* [INPUT MATERIAL]
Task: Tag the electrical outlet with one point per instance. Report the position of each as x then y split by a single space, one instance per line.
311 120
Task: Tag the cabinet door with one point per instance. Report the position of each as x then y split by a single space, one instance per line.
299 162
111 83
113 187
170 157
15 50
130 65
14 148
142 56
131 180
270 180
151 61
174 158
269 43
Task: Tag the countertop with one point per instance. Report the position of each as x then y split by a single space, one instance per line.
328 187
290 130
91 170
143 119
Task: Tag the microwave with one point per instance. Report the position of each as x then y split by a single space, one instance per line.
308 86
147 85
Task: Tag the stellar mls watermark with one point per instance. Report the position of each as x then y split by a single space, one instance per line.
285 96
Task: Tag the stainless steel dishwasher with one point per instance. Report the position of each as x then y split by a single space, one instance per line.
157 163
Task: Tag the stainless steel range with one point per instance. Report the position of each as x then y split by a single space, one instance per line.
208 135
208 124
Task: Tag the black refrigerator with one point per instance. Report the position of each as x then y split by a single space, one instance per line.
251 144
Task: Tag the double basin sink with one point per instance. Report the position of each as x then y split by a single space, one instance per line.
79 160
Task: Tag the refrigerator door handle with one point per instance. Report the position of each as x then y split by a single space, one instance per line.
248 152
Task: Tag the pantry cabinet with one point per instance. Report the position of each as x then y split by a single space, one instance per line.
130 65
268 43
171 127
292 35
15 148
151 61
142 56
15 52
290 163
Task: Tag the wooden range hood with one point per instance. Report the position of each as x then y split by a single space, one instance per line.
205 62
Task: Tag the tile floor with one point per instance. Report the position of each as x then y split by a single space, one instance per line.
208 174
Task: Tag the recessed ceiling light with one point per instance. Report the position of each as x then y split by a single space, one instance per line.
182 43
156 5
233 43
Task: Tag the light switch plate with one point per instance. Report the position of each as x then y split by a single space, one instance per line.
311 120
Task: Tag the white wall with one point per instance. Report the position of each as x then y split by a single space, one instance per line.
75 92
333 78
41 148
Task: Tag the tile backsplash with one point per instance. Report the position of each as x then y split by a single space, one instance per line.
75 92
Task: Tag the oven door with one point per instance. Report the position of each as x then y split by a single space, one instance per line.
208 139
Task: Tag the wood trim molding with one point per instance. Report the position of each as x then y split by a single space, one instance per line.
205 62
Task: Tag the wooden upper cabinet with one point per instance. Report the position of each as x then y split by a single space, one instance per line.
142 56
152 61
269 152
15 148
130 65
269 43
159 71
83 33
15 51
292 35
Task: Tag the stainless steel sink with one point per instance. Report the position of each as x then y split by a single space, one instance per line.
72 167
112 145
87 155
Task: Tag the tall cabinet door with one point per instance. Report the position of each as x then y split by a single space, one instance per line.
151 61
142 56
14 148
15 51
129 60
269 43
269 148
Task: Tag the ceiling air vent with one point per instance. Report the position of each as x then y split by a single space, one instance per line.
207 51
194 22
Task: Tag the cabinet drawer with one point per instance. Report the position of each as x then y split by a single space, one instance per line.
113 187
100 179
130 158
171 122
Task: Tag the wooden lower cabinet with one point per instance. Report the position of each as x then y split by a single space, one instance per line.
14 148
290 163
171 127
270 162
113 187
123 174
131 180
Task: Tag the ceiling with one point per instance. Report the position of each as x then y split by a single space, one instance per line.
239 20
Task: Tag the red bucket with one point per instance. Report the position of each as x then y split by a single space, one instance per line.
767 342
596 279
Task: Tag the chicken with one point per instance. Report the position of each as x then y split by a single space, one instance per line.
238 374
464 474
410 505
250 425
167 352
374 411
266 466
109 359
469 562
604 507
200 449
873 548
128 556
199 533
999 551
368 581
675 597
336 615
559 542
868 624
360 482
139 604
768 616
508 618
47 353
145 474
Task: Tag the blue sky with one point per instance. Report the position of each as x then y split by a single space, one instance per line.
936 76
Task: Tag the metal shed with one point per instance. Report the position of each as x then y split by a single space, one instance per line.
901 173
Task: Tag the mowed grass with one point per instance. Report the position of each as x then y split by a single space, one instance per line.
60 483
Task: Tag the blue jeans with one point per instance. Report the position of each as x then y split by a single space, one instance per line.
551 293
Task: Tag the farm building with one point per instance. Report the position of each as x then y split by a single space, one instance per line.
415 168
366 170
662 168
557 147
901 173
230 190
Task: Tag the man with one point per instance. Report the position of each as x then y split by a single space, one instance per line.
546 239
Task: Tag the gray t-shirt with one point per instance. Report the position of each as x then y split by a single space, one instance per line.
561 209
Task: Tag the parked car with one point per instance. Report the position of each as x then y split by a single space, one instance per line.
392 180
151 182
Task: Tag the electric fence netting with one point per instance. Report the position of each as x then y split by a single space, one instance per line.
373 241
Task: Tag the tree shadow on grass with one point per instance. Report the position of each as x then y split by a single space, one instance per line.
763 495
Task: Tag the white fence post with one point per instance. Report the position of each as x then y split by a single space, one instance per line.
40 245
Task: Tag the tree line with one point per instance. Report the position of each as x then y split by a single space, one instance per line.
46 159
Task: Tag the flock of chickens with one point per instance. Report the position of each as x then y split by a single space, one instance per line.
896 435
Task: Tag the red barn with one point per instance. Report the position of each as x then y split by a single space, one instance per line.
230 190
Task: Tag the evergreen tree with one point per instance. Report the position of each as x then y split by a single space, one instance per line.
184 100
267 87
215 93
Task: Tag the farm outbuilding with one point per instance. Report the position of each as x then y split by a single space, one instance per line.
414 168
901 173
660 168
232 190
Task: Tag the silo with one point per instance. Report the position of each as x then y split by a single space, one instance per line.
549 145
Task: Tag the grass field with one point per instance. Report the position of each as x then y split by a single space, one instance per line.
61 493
--
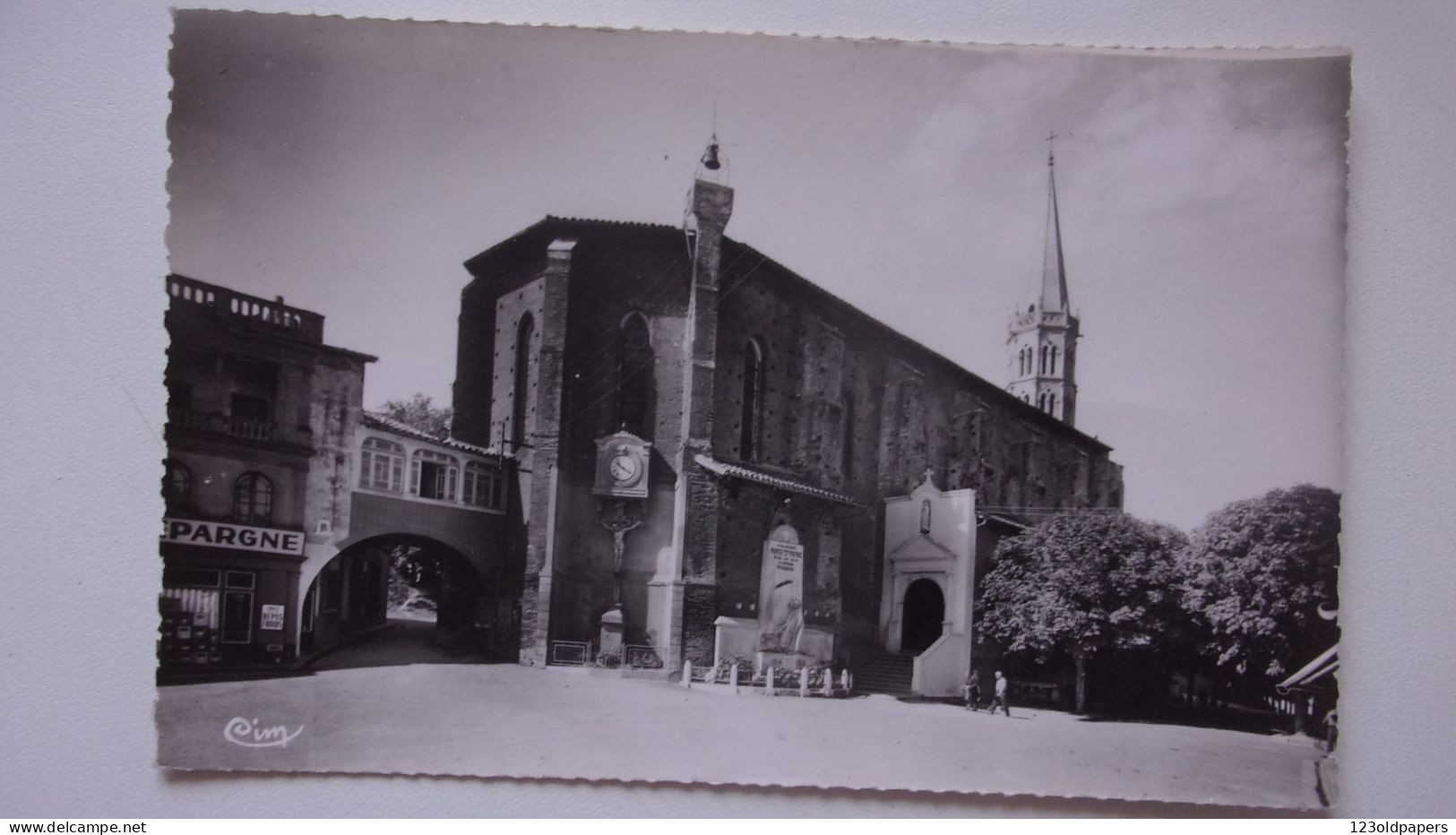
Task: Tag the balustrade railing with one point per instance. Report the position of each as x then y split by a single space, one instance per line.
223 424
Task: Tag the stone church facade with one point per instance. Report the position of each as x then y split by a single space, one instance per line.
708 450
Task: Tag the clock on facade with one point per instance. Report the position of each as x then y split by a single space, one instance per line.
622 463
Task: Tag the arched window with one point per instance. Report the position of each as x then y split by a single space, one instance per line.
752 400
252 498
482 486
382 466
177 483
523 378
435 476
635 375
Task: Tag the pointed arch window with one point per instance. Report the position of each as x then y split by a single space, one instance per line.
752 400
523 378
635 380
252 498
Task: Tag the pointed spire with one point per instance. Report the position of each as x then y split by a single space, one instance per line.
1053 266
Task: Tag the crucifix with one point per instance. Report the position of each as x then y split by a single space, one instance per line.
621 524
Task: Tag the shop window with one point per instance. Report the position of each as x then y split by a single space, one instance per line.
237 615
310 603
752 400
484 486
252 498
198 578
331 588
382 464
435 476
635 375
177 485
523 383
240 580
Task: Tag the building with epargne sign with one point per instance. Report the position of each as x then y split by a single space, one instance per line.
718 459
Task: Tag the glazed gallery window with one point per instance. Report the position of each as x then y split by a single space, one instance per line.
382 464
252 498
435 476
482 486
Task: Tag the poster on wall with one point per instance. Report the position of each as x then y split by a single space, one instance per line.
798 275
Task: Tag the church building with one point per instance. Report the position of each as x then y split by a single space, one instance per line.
...
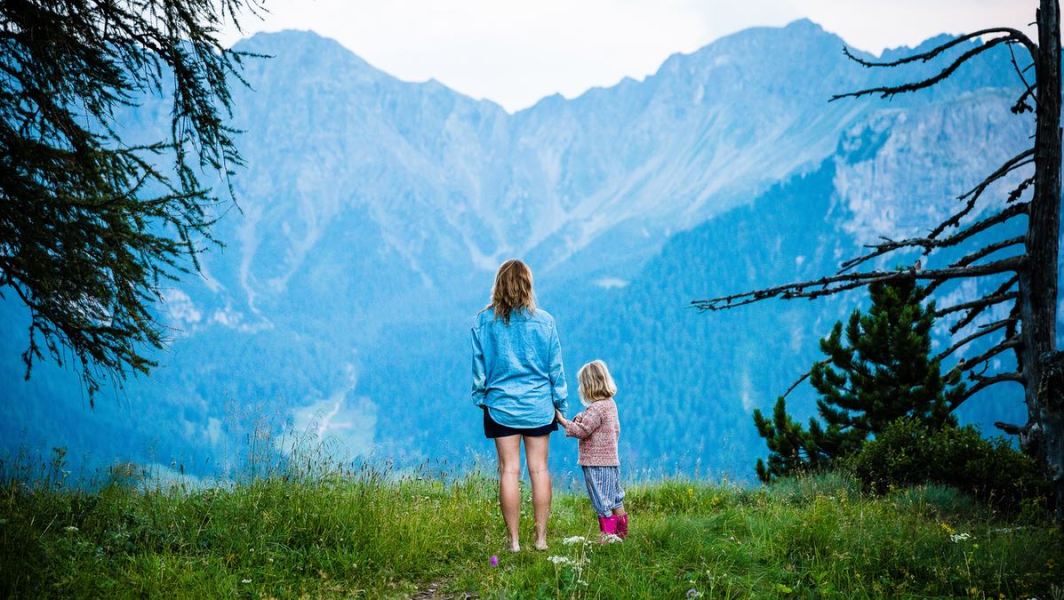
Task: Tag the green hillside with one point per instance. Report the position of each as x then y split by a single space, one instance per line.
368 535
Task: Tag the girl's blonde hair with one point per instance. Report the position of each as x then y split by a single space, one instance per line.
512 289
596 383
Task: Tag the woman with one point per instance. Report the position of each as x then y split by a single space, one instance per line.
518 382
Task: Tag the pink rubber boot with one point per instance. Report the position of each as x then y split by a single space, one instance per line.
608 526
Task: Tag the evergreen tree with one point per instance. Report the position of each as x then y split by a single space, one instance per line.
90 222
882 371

* [PROBLEM DETAILS] Show each line from the records above that contains the string "refrigerator", copied in full.

* [TASK RESPONSE]
Task: Tag the black refrigerator with one point per instance. Report the position of each as x then y split by a single space, one instance per line.
Task: Tag the refrigerator door handle with one point per instance. Report the position of each as x then y split by a single space, one instance per line.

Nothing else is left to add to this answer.